• SOURCE INFORMATION:

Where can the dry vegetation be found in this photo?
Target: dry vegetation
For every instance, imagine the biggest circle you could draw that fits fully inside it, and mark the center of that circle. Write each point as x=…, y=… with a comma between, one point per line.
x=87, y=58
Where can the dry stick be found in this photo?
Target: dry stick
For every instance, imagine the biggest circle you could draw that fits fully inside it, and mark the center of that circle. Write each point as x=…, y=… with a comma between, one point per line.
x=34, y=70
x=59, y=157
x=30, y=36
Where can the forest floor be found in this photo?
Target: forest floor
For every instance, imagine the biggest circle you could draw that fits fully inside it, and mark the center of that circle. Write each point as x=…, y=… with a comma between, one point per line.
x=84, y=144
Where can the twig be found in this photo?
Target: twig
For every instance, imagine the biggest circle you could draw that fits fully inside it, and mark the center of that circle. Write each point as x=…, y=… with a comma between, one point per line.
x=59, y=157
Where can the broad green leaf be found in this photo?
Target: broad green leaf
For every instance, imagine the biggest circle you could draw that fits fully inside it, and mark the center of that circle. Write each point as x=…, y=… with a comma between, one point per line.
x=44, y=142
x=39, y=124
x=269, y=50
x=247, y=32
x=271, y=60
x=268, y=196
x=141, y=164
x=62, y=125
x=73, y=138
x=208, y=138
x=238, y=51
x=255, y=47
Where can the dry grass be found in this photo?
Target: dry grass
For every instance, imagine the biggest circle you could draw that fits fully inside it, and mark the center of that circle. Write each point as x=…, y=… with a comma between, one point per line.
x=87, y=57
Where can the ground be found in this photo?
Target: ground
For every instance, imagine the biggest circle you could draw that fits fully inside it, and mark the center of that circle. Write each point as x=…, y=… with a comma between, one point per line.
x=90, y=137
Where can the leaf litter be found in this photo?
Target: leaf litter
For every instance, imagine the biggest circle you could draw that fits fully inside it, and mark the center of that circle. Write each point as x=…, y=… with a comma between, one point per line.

• EXERCISE: Every line in the data that holds the string "twig" should be returned.

• EXERCISE OUTPUT:
Where can the twig be found in this photo?
Target: twig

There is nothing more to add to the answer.